**TEKS BACAAN**
_ _ _ _ _

Tidak Bisakah Aku?

Ketakutanku untuk membuka pintu masih menguasai pikiranku. Bagaimana sebuah bayangan  adegan perpisahan atau aku ditinggalkan yang entah mengapa terus menerus muncul saat aku baru saja hendak meraih gagang pintu. Sejujurnya, aku tak ingin jatuh dan terluka sendirian lagi dan lagi. Sudah terlalu banyak luka yang selalu aku obati sendiri dan entah mengapa tak ada satupun luka yang terasa membaik biarpun hanya sedikit. Semuanya masih terasa seakan luka itu baru saja muncul kemarin atau bahkan baru saja terjadi beberapa saat yang lalu. Hingga tak jarang saat aku sudah tak tahu harus mengobatinya dengan cara yang seperti apa lagi, aku mengobati luka yang telah bersarang dengan luka lain yang terasa lebih sakit, supaya aku dapat melupakan seperti apa rasanya luka yang telah lama itu.

Tidak bisakah aku merasakan bahagia itu walaupun hanya untuk sesaat saja?
Setidaknya, sampai satu dari sekian banyak luka yang ku punya menjadi hilang tanpa bekas.

Tidak bisakah aku melihat orang lain yang rela jatuh dan memiliki lukanya lebih dulu dibandingkan aku?
Setidaknya, biar aku merasakan bagaimana indahnya diperjuangkan.
Setelah itu, aku akan jatuh bersamanya dan mengobati lukanya.

Tidak bisakah aku melihat orang lain yang jauh lebih takut untuk kehilanganku?

_ _ _ _ _

**DAFTAR DATA**

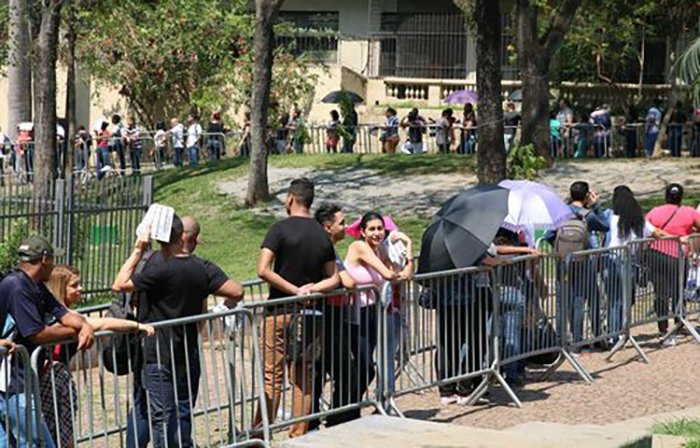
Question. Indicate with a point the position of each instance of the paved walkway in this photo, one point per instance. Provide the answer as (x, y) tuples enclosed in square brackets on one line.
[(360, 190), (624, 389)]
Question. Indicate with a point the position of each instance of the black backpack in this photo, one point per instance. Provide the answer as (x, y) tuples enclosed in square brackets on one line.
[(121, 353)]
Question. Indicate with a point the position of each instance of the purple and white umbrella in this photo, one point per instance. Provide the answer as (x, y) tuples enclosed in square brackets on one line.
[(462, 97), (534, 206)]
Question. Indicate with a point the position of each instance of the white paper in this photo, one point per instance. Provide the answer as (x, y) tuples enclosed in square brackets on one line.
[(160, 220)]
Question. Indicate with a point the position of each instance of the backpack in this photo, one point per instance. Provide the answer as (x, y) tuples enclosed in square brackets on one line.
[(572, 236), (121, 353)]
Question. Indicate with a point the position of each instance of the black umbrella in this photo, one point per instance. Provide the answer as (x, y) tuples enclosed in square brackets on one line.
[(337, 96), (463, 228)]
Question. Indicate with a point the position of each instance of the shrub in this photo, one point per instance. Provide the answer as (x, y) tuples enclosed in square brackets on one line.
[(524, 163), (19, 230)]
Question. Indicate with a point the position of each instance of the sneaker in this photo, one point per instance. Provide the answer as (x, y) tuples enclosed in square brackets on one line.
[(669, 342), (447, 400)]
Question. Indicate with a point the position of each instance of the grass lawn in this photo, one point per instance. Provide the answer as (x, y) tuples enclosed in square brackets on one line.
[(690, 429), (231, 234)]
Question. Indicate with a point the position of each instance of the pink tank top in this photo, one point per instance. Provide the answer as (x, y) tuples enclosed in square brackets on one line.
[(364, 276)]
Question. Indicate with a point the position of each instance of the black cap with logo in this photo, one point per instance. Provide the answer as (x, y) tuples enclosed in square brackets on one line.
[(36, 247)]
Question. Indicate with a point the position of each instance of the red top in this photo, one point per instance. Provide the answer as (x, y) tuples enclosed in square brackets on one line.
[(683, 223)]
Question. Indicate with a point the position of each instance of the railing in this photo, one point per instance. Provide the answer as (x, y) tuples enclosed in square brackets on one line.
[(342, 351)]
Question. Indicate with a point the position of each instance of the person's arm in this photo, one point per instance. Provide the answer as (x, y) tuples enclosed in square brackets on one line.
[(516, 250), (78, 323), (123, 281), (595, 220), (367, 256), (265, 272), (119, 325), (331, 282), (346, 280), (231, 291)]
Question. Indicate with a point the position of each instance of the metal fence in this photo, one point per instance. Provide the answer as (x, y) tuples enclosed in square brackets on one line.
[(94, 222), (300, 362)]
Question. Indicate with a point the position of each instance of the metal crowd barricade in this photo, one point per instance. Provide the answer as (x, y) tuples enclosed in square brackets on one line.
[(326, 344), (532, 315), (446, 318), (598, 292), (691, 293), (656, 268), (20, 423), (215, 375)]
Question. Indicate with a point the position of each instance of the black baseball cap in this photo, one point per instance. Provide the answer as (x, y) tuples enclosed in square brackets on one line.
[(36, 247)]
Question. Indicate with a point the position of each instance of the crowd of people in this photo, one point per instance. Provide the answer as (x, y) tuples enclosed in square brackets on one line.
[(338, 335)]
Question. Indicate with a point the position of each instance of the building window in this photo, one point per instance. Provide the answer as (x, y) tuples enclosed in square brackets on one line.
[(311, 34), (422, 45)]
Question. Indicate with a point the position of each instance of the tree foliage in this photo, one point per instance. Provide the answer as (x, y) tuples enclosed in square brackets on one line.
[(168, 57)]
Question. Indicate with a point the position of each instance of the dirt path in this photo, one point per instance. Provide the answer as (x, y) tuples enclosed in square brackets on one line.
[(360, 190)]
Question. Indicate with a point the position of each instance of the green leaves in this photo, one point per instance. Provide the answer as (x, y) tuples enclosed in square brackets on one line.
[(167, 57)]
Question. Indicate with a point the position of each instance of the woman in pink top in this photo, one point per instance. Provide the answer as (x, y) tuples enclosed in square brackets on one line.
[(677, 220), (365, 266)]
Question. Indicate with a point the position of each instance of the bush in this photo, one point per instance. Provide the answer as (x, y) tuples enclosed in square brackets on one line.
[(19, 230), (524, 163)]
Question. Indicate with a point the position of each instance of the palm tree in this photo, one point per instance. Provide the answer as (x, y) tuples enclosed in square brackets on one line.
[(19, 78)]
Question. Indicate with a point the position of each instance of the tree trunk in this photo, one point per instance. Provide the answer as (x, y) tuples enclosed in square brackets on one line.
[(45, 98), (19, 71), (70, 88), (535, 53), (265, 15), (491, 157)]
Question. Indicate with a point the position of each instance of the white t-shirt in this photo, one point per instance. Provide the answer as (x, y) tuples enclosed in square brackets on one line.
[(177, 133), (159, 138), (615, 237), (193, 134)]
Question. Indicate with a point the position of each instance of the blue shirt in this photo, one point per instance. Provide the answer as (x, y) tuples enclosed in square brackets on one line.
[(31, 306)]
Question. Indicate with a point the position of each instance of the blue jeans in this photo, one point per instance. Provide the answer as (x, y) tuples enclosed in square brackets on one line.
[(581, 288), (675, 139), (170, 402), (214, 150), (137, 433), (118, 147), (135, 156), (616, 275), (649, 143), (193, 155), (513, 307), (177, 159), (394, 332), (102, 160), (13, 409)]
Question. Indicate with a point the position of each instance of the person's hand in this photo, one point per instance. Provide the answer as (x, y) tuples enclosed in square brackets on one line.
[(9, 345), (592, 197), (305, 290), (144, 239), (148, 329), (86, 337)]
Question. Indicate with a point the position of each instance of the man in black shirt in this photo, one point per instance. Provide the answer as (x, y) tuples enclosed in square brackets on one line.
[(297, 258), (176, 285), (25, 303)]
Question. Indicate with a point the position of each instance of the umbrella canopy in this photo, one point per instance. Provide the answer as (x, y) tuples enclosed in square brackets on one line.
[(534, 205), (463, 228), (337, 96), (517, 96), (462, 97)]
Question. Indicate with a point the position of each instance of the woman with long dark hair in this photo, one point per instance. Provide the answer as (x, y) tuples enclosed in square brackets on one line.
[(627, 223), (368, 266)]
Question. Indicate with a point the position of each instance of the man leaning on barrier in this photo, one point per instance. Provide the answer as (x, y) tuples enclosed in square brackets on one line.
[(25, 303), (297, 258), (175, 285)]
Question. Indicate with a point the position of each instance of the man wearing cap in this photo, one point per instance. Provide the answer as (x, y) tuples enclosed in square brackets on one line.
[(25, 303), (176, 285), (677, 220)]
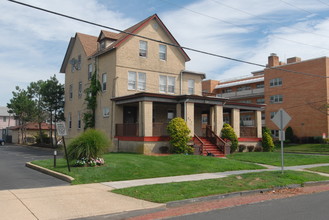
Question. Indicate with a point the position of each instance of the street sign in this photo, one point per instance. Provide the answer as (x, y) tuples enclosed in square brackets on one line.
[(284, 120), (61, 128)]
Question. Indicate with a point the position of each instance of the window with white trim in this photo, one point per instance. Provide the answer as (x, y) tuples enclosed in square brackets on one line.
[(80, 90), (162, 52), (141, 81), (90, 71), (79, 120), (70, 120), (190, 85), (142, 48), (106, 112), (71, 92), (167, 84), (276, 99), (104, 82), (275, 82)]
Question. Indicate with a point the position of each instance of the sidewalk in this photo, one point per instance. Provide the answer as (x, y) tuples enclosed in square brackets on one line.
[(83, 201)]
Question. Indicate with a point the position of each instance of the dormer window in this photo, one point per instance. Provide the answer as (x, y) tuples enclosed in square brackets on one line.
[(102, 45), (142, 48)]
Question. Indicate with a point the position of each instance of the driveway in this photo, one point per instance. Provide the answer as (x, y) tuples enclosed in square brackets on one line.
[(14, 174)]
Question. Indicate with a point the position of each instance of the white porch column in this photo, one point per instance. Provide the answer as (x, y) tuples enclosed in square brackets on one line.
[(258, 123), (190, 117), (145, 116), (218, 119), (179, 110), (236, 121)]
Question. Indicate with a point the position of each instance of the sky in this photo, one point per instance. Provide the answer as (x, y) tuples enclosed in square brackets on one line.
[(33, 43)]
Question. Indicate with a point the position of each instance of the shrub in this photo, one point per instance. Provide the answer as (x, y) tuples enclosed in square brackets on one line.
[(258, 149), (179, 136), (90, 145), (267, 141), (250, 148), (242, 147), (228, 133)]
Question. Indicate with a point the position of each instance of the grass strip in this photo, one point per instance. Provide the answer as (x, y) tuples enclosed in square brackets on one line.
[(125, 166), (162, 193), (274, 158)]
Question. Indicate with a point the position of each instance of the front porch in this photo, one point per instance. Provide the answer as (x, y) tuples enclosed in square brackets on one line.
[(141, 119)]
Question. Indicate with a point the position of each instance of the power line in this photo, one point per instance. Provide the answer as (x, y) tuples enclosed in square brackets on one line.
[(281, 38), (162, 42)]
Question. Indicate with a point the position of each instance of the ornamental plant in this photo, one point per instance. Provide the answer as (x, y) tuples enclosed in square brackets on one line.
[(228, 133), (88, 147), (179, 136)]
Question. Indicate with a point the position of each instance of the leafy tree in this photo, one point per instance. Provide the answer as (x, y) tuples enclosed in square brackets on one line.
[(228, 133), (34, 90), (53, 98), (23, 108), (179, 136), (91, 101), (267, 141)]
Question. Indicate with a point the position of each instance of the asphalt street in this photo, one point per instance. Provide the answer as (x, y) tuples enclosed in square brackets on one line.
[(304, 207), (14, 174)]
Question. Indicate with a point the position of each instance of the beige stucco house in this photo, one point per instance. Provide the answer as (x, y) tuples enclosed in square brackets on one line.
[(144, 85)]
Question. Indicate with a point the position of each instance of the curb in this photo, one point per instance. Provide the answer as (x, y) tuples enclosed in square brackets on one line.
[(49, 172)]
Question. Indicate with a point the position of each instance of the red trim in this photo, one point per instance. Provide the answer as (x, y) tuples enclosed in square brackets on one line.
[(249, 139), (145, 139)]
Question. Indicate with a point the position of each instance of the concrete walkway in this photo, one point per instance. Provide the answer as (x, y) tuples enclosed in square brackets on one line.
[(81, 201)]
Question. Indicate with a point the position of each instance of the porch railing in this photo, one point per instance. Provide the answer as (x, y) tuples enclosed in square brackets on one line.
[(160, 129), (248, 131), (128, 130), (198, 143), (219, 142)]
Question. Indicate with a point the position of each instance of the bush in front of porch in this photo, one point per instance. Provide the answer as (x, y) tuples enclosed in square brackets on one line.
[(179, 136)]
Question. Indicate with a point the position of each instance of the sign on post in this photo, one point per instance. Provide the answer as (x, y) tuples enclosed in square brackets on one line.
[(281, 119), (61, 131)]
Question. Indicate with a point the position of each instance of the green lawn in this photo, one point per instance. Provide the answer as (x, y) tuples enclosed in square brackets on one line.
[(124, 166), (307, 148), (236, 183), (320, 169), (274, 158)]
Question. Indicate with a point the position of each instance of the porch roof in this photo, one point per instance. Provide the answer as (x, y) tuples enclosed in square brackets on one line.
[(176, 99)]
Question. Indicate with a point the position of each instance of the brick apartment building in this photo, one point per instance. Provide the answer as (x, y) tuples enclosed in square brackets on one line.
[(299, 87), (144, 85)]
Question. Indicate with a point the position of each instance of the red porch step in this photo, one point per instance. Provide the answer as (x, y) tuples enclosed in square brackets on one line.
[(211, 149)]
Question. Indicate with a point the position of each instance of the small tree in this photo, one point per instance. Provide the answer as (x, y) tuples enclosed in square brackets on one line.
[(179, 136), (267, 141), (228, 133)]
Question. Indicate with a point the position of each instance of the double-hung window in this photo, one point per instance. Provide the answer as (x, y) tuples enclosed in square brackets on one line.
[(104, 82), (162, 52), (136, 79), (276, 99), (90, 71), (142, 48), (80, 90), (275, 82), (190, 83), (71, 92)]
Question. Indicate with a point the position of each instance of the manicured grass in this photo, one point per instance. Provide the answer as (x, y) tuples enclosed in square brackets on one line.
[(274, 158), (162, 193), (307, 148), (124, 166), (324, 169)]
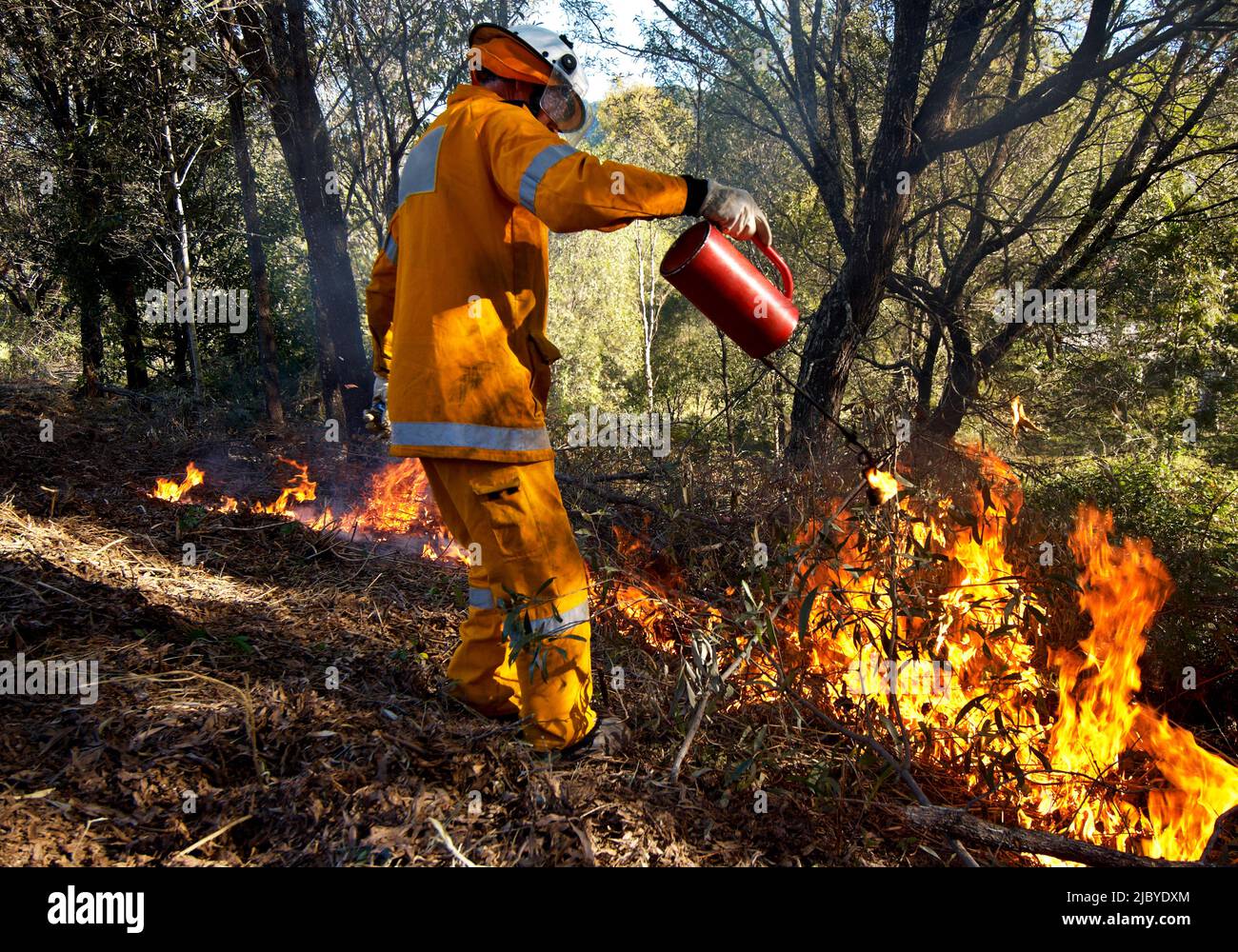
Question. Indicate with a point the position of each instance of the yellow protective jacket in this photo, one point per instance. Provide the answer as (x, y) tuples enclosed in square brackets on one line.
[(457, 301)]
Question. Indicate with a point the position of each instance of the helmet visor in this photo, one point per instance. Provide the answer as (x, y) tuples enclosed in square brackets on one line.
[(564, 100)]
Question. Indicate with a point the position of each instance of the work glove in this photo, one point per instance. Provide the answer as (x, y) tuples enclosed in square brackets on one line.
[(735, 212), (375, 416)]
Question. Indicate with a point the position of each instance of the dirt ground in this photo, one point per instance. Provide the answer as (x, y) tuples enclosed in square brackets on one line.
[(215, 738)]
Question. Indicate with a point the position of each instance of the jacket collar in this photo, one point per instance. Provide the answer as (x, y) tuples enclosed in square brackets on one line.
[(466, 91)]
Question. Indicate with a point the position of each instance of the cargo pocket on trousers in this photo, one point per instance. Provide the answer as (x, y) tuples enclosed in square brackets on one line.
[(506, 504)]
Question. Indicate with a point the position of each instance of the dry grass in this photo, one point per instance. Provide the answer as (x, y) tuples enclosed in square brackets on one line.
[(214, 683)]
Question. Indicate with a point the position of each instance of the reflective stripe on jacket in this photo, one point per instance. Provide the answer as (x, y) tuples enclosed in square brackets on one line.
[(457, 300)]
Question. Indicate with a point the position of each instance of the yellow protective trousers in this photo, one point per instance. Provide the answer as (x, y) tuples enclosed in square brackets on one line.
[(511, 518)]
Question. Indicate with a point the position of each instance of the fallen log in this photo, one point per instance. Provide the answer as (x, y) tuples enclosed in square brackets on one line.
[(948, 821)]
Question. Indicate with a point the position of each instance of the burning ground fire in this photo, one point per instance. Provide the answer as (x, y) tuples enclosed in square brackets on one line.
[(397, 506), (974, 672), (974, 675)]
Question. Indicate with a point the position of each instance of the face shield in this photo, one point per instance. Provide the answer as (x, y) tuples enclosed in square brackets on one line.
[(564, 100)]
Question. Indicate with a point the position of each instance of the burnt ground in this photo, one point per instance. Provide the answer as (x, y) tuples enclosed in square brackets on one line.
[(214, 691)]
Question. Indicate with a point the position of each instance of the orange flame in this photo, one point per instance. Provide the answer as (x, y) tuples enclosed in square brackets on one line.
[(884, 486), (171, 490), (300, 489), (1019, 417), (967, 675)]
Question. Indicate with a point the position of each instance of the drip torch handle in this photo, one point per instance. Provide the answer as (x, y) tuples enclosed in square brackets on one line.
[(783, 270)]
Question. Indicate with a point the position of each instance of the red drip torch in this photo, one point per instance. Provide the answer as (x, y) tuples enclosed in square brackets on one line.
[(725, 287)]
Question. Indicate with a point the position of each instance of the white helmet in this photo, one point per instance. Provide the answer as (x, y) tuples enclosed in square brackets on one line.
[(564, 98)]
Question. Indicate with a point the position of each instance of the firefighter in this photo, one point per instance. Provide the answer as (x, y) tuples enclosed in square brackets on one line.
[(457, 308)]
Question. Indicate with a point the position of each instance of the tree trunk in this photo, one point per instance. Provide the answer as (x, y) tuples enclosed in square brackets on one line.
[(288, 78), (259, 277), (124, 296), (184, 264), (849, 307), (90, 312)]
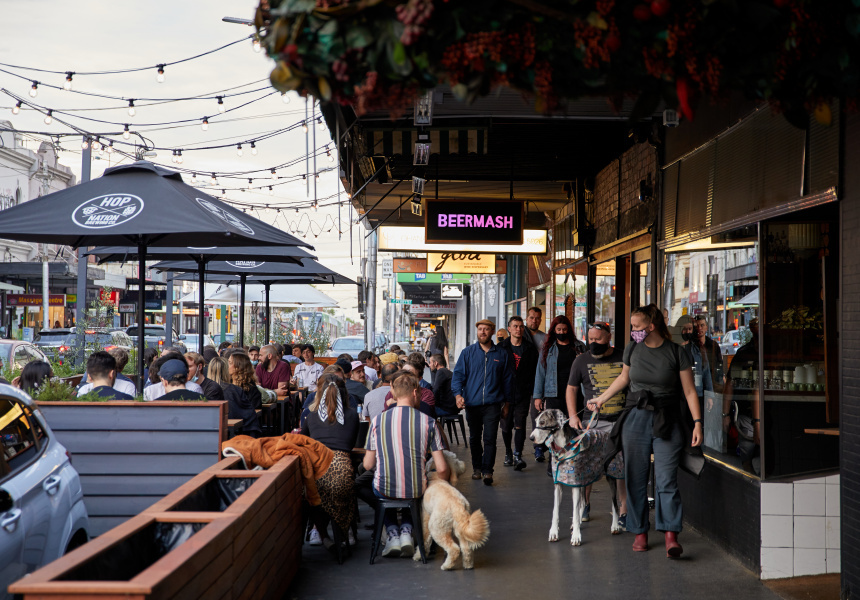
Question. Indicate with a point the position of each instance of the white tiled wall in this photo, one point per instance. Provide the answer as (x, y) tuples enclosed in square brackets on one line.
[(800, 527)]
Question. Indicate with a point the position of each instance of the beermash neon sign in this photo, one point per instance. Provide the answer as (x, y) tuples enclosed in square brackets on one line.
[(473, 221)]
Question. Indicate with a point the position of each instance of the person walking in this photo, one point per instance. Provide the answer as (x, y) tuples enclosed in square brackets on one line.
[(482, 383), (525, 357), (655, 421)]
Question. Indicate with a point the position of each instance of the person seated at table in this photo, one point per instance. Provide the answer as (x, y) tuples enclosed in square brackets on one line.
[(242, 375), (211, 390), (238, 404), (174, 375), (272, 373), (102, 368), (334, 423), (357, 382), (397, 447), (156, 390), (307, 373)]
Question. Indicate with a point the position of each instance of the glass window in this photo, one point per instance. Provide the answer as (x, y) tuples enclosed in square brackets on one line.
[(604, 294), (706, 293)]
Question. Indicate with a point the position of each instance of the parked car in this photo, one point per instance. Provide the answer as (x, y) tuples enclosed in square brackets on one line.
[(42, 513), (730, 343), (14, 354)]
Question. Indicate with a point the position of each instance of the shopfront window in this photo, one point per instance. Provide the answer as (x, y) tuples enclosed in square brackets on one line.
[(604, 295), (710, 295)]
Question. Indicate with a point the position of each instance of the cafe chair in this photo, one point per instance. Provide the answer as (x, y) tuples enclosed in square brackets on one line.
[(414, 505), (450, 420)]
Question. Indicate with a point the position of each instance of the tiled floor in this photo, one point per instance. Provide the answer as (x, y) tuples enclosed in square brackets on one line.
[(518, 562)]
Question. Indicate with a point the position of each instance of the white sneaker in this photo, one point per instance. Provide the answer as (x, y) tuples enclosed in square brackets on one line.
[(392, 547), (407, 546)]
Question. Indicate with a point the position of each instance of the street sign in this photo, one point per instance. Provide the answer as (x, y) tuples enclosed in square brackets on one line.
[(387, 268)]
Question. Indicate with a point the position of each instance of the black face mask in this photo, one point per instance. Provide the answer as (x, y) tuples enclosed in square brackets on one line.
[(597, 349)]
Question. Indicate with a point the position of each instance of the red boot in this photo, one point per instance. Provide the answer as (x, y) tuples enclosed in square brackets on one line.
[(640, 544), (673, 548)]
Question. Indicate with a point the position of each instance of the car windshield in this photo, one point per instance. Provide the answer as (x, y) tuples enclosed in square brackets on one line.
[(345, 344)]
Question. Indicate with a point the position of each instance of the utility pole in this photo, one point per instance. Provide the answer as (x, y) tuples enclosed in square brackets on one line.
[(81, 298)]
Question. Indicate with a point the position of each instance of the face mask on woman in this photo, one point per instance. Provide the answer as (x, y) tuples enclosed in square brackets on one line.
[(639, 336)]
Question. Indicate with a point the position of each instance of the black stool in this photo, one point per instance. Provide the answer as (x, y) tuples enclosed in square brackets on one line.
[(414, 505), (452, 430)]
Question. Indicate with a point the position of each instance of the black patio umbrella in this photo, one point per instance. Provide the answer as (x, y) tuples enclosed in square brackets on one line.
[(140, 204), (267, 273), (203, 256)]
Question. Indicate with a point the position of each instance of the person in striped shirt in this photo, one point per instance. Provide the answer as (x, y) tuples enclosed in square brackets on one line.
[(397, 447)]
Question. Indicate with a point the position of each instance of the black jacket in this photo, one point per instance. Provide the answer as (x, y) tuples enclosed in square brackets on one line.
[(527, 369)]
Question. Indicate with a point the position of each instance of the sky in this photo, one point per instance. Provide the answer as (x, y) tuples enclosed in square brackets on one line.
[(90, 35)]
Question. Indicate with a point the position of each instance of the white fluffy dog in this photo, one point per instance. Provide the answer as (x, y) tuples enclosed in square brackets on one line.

_ _ _ _ _

**DAFTAR TUGAS**
• a. Tuliskan ulang bagian teks bacaan dari "Setidaknya, biar aku" sampai "takut untuk kehilanganku?", termasuk kedua bagian tersebut.
• b. Menurut teks bacaan, mengapa penutur kadang mengobati luka lama dengan luka lain yang terasa lebih sakit? Jelaskan dalam satu sampai tiga kalimat.
• c. Dalam teks bacaan, bayangan apa yang terus muncul ketika penutur hendak meraih gagang pintu?
Data di atas sama sekali tidak dipakai di sini.

**HASIL TUGAS**
• a.
Setidaknya, biar aku merasakan bagaimana indahnya diperjuangkan.
Setelah itu, aku akan jatuh bersamanya dan mengobati lukanya.

Tidak bisakah aku melihat orang lain yang jauh lebih takut untuk kehilanganku?

• b. Penutur melakukannya saat sudah tidak tahu lagi harus mengobati luka itu dengan cara apa. Luka lain yang lebih sakit itu membuat penutur dapat melupakan seperti apa rasanya luka yang telah lama itu.

• c. Bayangan adegan perpisahan atau adegan saat penutur ditinggalkan.